Fabian Höring created ARROW-7584:
------------------------------------

             Summary: [Python] Improve ergonomics of new FileSystem API
                 Key: ARROW-7584
                 URL: https://issues.apache.org/jira/browse/ARROW-7584
             Project: Apache Arrow
          Issue Type: Improvement
          Components: Python
            Reporter: Fabian Höring


The [new Python FileSystem API 
|https://github.com/apache/arrow/blob/master/python/pyarrow/_fs.pyx#L185] is 
nice but seems to be very verbose to use.

The documentation of the old FS API is 
[here|https://arrow.apache.org/docs/python/filesystems.html]

Here are some examples:

*File access:*

Before:
fs.ls()
fs.mkdir()
fs.rmdir()

Now:
fs.get_target_stats()
fs.create_dir()
fs.delete_dir()

What is the advantage of having a longer method ? The short ones seems clear 
and are much easier to use. Seems like an easy change.  Also this is consistent 
with what is doing hdfs in the [fs api| 
https://arrow.apache.org/docs/python/filesystems.html] and works naturally with 
a local filesystem.

*File opening:*

Before:
with fs.open(self, path, mode=u'rb', buffer_size=None)

Now:
fs.open_input_file()
fs.open_input_stream()
fs.open_output_stream()

> [ENTRIES SUPPLIED]
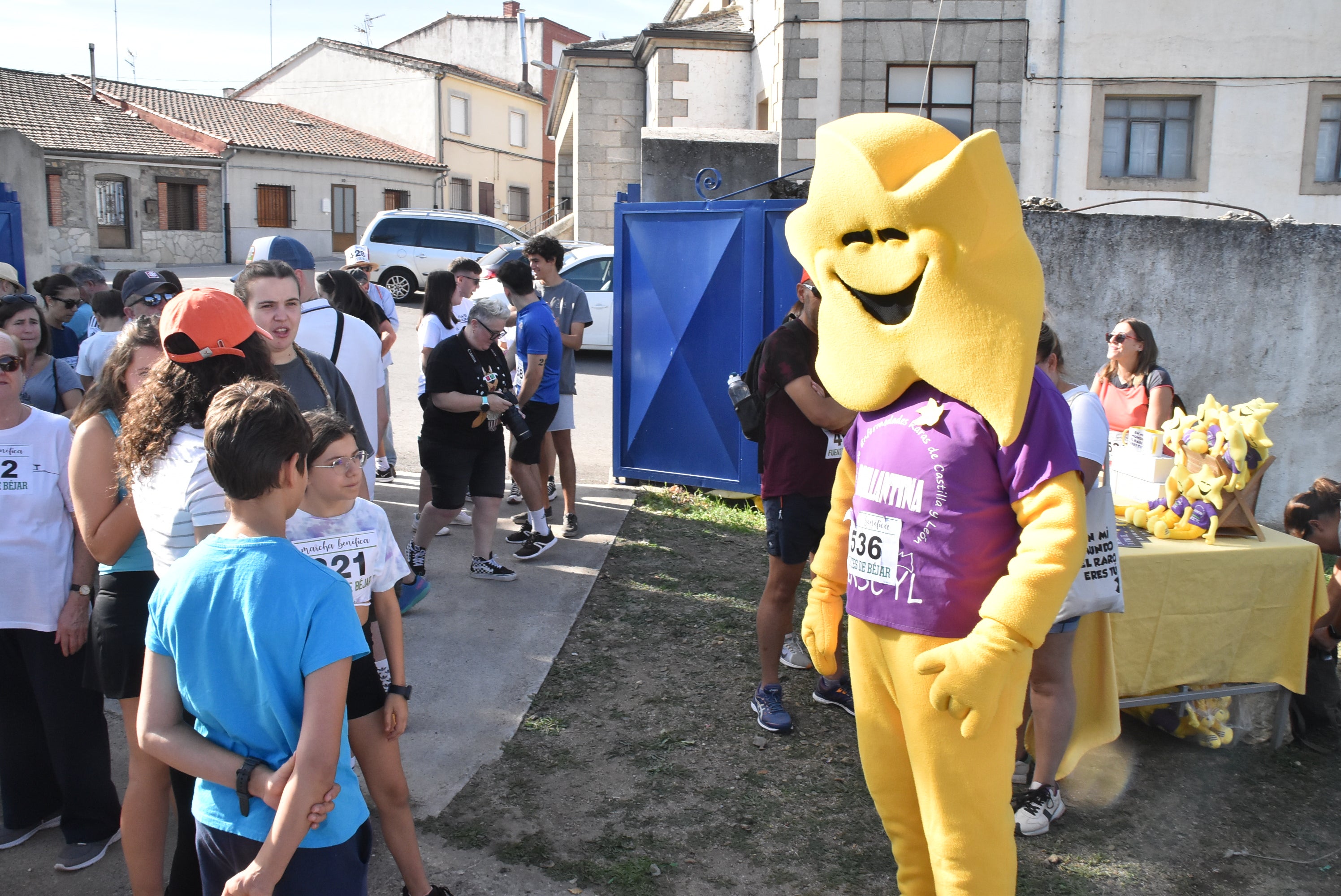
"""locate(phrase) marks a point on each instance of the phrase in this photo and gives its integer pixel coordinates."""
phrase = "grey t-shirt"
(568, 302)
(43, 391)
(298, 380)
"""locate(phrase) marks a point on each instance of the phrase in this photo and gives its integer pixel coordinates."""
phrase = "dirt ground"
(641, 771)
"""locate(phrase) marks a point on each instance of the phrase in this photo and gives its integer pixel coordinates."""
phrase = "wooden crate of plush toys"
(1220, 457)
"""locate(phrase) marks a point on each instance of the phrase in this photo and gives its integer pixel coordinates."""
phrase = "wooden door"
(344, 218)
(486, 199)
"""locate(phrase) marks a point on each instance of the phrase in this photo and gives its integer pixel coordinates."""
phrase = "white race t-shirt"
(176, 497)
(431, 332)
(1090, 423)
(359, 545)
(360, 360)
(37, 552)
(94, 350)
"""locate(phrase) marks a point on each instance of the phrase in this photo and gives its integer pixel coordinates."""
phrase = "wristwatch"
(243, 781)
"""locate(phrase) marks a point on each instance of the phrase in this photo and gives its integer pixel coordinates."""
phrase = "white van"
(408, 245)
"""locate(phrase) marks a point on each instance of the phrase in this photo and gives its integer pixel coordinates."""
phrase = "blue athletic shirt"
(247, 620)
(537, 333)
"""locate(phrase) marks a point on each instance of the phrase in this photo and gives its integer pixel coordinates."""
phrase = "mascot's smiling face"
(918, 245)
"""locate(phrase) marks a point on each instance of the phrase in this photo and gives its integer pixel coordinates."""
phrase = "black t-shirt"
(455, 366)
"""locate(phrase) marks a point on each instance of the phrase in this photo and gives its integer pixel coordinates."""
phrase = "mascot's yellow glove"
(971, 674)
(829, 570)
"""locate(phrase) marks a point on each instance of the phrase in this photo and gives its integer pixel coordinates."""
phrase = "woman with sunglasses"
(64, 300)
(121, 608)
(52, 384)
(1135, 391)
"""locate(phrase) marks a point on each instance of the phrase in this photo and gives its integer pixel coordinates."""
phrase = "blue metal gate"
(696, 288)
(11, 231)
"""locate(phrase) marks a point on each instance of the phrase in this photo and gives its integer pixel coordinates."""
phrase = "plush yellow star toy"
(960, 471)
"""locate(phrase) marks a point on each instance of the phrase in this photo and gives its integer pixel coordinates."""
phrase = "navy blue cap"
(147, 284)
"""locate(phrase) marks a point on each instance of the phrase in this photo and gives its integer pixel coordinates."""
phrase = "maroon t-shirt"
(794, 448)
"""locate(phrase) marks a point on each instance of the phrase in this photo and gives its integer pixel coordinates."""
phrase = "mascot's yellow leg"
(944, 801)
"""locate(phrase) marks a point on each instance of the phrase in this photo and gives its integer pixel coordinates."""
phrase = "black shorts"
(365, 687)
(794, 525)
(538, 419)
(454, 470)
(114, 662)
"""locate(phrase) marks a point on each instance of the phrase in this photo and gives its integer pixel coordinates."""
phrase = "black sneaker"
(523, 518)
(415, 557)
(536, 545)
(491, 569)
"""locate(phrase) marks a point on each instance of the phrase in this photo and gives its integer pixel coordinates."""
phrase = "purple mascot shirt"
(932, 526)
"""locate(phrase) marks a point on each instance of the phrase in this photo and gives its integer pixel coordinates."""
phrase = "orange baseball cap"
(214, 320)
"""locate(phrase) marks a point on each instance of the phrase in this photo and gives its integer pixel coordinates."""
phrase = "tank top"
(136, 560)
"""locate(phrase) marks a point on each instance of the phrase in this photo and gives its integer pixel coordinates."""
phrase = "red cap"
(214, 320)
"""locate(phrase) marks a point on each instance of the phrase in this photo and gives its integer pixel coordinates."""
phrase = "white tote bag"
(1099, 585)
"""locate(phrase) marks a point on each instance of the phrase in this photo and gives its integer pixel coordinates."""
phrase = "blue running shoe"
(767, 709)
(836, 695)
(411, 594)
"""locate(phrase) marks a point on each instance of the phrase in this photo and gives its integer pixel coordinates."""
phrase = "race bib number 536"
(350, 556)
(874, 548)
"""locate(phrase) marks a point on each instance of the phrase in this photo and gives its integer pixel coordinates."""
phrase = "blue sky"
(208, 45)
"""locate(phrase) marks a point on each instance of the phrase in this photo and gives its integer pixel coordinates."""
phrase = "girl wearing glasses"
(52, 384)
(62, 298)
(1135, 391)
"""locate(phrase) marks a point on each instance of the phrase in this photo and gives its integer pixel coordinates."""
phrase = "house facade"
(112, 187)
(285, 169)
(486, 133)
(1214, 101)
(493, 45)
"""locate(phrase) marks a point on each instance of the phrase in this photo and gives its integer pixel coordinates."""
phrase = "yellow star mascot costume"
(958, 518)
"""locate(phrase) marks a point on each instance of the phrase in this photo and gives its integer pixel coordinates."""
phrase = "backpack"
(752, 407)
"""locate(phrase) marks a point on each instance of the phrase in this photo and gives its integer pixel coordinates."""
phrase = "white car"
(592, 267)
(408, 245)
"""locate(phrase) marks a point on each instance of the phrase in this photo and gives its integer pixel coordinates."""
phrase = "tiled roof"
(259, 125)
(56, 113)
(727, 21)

> [WORK INSTRUCTIONS]
1) From the ARROW-7584 issue, please list every method the text gives under a "Now:" heading, in the order shown.
2) Decide whether each statement agrees with the ARROW-7584 issue. Answer yes or no, and quote the words that decide it.
(a) The issue is filed as a bug.
(b) Under "Before:" for file access, the issue lists fs.rmdir().
(c) The reporter calls the new Python FileSystem API nice.

> [WORKED SOLUTIONS]
1)
fs.get_target_stats()
fs.create_dir()
fs.delete_dir()
fs.open_input_file()
fs.open_input_stream()
fs.open_output_stream()

2)
(a) No: "Issue Type: Improvement"
(b) Yes: "fs.rmdir()"
(c) Yes: "is nice but seems to be very verbose to use."